• **DIRECTIONS**: Carry on the blog post below about women and the confidence gap, starting right after its final line.

— BEGIN EXCERPTED TEXT —

Photo and blog by Larkin Oates
Lately, when walking my Labrador Corky, I have been listening to The Confidence Code. Authors Claire Shipman and Katty Kay have done extensive research about the origins of confidence, particularly in women.
A remarkable truth rose to the forefront of their work. It surprised me, but even in the higher ranks of their careers, too many women in the United States still struggle with confidence. Then, during a recent Presidential debate, America heard one Presidential candidate call the other a “Nasty Woman.” In hindsight, it makes sense that Kay and Shipman’s research found a confidence gap between men and women.
Numerous women and minorities have experienced such snide or demoralizing remarks, implying that our power, or competence are out of line. Hearing such subliminal or overt threats, hurled towards us, or our mothers, is at the very least off-putting.
Last night, while surfing the television channels I scanned through Caddyshack and Anchorman. At times, I could not believe how lewd the males were when talking about their female counterparts. Even if the crass behavior was meant to convey the idiocy of certain characters, I wonder if children have the maturity to detect the nuance. I am curious how many young people have someone explain why talking about others in such a fashion is hurtful. I also ponder if insensitive words flung by bullies have become culturally normalized. Maybe too many of us are immune and therefore might try and avoid any discussion of the media’s disrespect for women and minorities.
Nasty woman.

— END EXCERPTED TEXT —
— BEGIN EXTRACTED INFORMATION —

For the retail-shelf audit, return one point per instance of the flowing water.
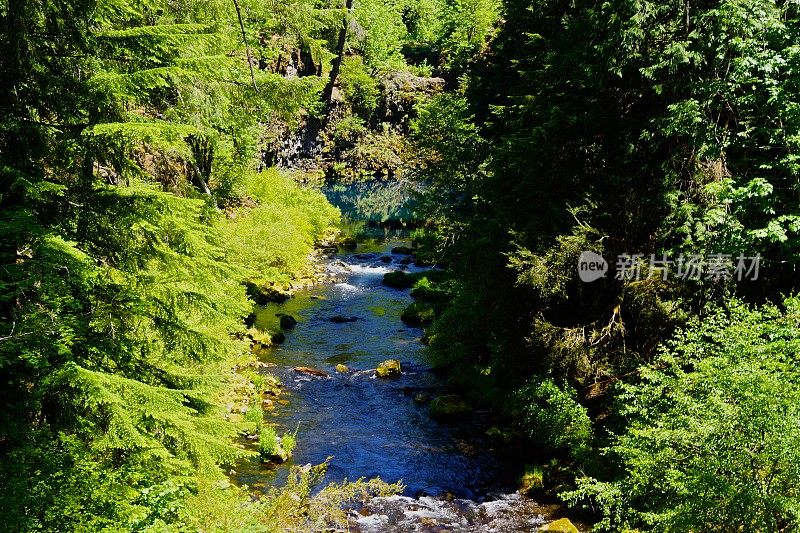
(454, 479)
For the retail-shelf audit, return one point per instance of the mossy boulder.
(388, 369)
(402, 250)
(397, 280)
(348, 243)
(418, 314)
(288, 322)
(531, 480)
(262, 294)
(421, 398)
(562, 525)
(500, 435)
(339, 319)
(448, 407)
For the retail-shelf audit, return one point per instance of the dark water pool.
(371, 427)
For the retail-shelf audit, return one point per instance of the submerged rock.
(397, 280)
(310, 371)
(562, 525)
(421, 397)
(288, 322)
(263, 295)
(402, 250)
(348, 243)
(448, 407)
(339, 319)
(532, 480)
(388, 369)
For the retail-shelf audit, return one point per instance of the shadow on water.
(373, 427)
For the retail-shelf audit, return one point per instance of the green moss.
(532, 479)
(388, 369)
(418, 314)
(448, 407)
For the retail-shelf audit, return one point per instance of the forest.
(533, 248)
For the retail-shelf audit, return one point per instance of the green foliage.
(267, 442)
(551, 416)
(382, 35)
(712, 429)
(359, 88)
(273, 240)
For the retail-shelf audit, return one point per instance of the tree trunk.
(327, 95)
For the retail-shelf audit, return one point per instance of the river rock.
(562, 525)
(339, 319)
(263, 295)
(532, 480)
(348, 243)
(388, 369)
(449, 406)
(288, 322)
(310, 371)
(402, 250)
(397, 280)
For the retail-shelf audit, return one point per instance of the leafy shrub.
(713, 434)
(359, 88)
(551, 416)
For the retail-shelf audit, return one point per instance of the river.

— END EXTRACTED INFORMATION —
— BEGIN EXTRACTED INFORMATION —

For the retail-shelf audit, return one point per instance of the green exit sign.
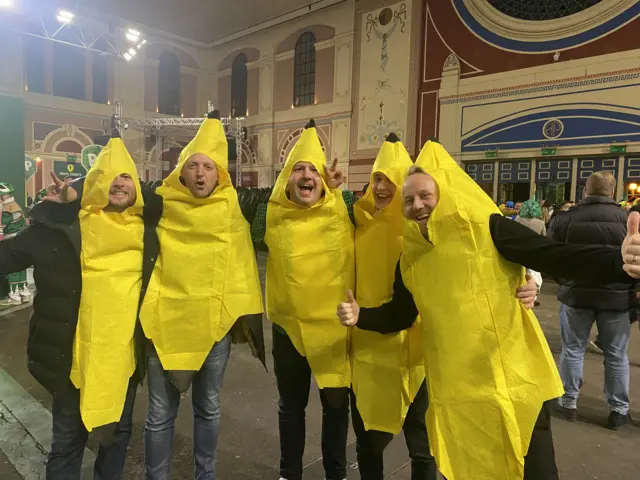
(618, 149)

— END EXTRACTED INFORMATION —

• **ANSWER TO THE TASK**:
Perhaps some women believe they are inferior and cannot see the point of discussing this topic with the men in their lives. They might feel unclear as to why such a talk with their children might help.
Here’s why. As a child, I remember thinking that Archie Bunker was mean when he talked to women and African Americans. I thought the show was hurtful. I was too young to understand that Archie’s behavior was social commentary trying to challenge racism and sexism. The threshold the show pushed was obvious to my family, however no one thought to explain that to me.
The phrase “Nasty Woman,” epitomizes the verbal spewing by bullies like Archie Bunker, threatened by another’s power or growth. When women or minorities, (President Obama) are spoken about as objects or demeaned in the media, not all young people are equipped to interpret it, and the belittling may be internalized.
For some, a bully’s remarks are threatening. However subliminal or overt, mean spirited comments seep into the subconscious. Since it is an animal instinct to back away from perceived danger, I wonder how many of us unintentionally step away from our dreams, or empowerment, to avoid the threat. Nasty Women.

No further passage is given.